■ Material for this task:
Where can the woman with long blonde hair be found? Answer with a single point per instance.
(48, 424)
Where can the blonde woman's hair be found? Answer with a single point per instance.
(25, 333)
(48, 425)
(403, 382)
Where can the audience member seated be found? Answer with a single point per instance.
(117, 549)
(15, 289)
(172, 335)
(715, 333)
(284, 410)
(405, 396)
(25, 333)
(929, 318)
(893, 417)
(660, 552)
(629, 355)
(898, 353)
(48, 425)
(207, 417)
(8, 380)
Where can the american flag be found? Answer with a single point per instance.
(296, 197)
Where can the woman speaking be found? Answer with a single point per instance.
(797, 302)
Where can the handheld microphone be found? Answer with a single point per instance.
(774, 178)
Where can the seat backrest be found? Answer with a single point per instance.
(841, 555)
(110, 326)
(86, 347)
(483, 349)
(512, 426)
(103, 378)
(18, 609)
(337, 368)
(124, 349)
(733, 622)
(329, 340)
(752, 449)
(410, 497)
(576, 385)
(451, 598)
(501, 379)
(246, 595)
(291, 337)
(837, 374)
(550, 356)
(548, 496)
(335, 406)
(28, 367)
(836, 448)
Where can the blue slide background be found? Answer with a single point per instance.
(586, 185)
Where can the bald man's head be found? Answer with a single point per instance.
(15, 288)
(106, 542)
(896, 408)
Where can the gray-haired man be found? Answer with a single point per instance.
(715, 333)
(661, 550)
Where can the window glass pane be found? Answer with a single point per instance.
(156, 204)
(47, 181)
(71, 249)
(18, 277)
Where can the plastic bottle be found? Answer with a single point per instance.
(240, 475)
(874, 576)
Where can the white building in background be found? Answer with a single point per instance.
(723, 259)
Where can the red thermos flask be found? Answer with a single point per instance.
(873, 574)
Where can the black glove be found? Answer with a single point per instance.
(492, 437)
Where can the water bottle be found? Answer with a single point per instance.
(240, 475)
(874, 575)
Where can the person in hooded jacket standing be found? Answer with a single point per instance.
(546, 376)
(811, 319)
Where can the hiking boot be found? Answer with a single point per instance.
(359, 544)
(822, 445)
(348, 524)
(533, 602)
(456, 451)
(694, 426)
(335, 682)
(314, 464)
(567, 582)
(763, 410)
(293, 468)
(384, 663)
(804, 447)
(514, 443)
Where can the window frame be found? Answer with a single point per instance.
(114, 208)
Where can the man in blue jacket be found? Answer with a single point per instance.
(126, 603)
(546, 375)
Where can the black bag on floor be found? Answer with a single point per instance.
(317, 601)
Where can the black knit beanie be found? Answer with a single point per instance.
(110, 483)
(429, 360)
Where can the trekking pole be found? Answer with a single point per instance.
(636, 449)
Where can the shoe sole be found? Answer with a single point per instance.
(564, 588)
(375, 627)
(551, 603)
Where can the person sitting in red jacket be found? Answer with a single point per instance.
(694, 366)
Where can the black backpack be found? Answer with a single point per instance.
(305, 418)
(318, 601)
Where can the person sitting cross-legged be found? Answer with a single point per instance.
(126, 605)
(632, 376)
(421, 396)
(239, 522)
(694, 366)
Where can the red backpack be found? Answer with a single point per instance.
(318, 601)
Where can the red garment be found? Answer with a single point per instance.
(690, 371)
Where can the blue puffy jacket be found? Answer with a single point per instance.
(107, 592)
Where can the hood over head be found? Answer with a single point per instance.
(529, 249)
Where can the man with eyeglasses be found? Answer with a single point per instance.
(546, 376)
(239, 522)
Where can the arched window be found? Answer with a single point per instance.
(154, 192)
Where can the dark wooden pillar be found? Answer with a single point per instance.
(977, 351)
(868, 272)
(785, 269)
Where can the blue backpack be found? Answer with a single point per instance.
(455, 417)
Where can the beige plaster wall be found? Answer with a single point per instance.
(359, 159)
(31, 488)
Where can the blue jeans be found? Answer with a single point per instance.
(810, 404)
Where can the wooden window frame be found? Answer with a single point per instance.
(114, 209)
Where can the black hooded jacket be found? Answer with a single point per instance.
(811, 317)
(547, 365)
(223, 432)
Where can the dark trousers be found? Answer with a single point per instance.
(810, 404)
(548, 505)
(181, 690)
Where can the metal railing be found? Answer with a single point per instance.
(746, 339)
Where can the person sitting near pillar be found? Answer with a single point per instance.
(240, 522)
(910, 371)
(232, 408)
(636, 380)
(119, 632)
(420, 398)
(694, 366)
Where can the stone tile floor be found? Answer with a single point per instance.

■ Task requirements: Please return the records above exactly as they are written.

■ Written answer:
Where can the woman with long blonde hair be found? Answer with a single point per instance.
(48, 424)
Where can the blonde woman's hair be found? Answer with a single point per instance.
(25, 333)
(48, 425)
(403, 382)
Where can the audience member seated be found? Answer with a single point per instance.
(117, 549)
(15, 289)
(172, 335)
(715, 333)
(284, 410)
(405, 396)
(25, 333)
(929, 318)
(893, 417)
(660, 552)
(629, 355)
(898, 353)
(48, 425)
(207, 417)
(8, 380)
Where can the american flag be found? Answer with a single point per instance.
(296, 197)
Where can the woman speaking be found? Answer with a single point per instance.
(797, 302)
Where can the handheld microphone be found? Answer with a single point per instance.
(774, 178)
Where can the seat backrest be found? Answer with a single point per instance.
(841, 555)
(110, 326)
(86, 347)
(483, 349)
(512, 426)
(103, 378)
(18, 609)
(337, 368)
(124, 349)
(733, 622)
(329, 340)
(752, 449)
(410, 497)
(576, 385)
(451, 598)
(501, 379)
(246, 595)
(291, 337)
(837, 374)
(550, 356)
(548, 496)
(335, 406)
(28, 367)
(836, 448)
Where can the blue slide background be found? Answer with a single point per instance.
(586, 185)
Where can the bald man's head be found? Answer with a single point per instance.
(15, 288)
(106, 542)
(896, 408)
Where can the gray-haired man be found? Answer with a single point per instance.
(715, 333)
(661, 550)
Where can the window glass pane be found? Answer with a single point per instance.
(156, 204)
(47, 181)
(71, 249)
(18, 277)
Where can the plastic bottle be found? Answer with a single point per instance.
(240, 475)
(874, 576)
Where can the white building in background be found? Answer with a single point per instance.
(723, 259)
Where can the red thermos flask be found? Answer with a single point per instance.
(873, 574)
Where can the black glove be found? Answer with a single point per instance.
(492, 437)
Where can the water bottle be found? Answer with a single point per instance.
(240, 475)
(874, 575)
Where can the person in hooded jacket standing be found? Answer with a single point per instance.
(546, 376)
(811, 319)
Where can the hiking boot be found? Answer with a single point per instance.
(359, 544)
(822, 445)
(348, 524)
(533, 602)
(456, 451)
(694, 426)
(335, 682)
(314, 464)
(567, 582)
(763, 410)
(293, 468)
(384, 663)
(804, 447)
(514, 443)
Where can the window frame be found? Answer with a single point per instance.
(114, 208)
Where can the man in blue jacket be found? Answer with a single point per instance.
(126, 603)
(546, 375)
Where can the black bag on floor be found? Answer with a single point per instance.
(317, 601)
Where can the black knit beanie be found? Answer with a single point per instance.
(110, 483)
(429, 360)
Where can the trekking pole be found? Answer with a single point per instance.
(636, 449)
Where can the shoe sole be found? Answer with a single point per instance.
(564, 588)
(375, 627)
(551, 603)
Where can the person sitting in red jacket be found? Answer with a single point per instance.
(694, 366)
Where can the black backpack be found? Answer with a single point per instance.
(305, 418)
(318, 601)
Where can the person sitting cross-legged be found? Answer with a single point per instance.
(126, 605)
(632, 376)
(421, 396)
(239, 522)
(694, 366)
Where can the red backpack be found? Answer with a single point per instance.
(318, 601)
Where can the red garment be found? Answer with a single point per instance.
(690, 371)
Where can the blue puffy jacket be found? Answer with a single point per instance.
(107, 592)
Where can the hood over head be found? Answer with a single point per instance.
(529, 249)
Where can the man with eyeglasses be found? Answer with a single point per instance.
(546, 376)
(239, 522)
Where can the arched window be found? Answer with a single point per instance.
(154, 192)
Where can the dark wooden pillar be found? Answer with a single point per instance.
(977, 351)
(868, 272)
(785, 269)
Where can the blue backpack be found? Answer with a single point per instance.
(455, 417)
Where can the beige plaster wall be found? Answer with a single point per instance.
(359, 159)
(31, 488)
Where can the blue jeans be found? Answer with a single point per instance.
(810, 404)
Where can the wooden window frame be found? Answer with a single point per instance.
(114, 209)
Where can the black hooded jacket be found? Answer with a single point per instance.
(811, 317)
(547, 365)
(223, 432)
Where can the dark trousers be found? Answer with a single point per instance.
(810, 404)
(548, 505)
(181, 690)
Where can the metal railing be found? Answer with a single point per instance.
(746, 339)
Where can the person sitting near pillar be found? Answer with a single point per instance.
(240, 522)
(910, 371)
(232, 408)
(636, 380)
(119, 632)
(420, 398)
(694, 366)
Where can the stone tile floor be found? Answer with a single point per instance.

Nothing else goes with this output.